%%

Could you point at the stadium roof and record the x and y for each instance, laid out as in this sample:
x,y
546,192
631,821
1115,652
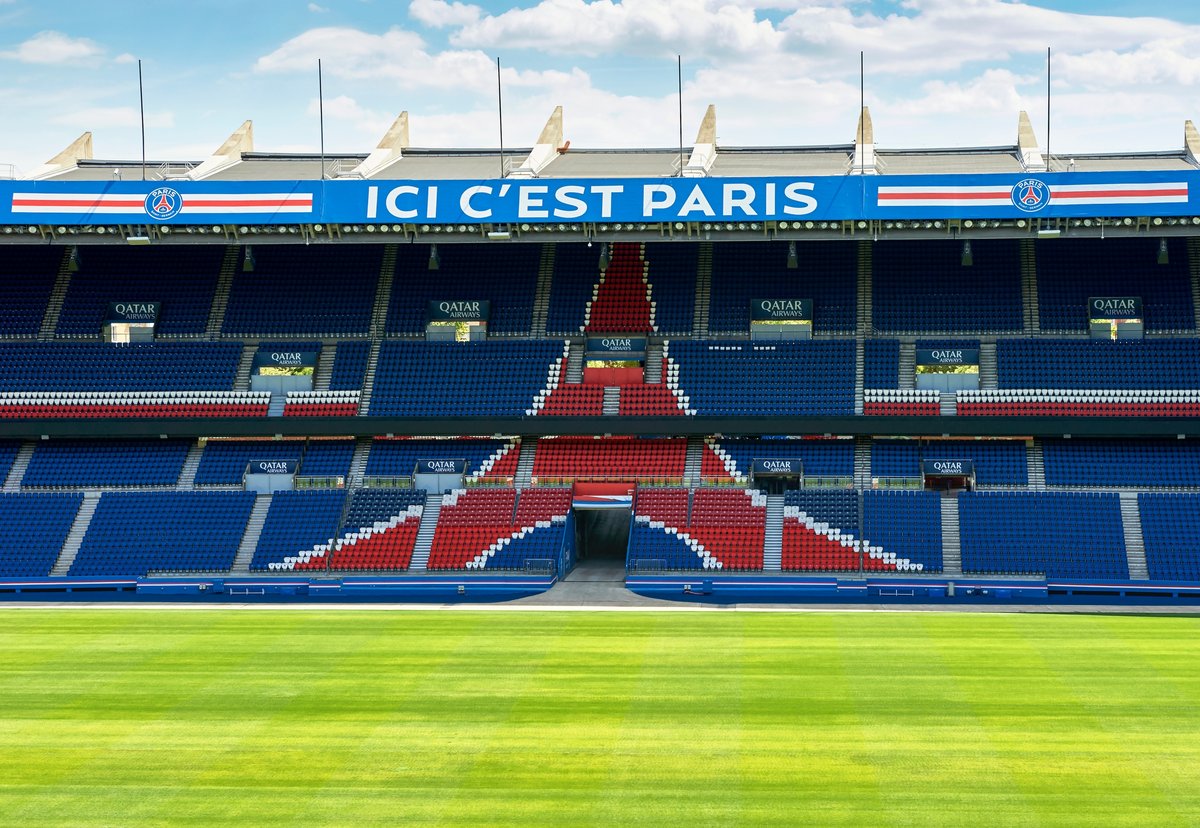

%%

** Aim **
Rewrite the listing with "stadium roof" replaced by "arena roof" and everything else unchanged. Leave the pictures out of your answer.

** Reply **
Could you point at the arena roof and record the x and y for each instance, laid out as in this sample:
x,y
546,192
631,821
1115,652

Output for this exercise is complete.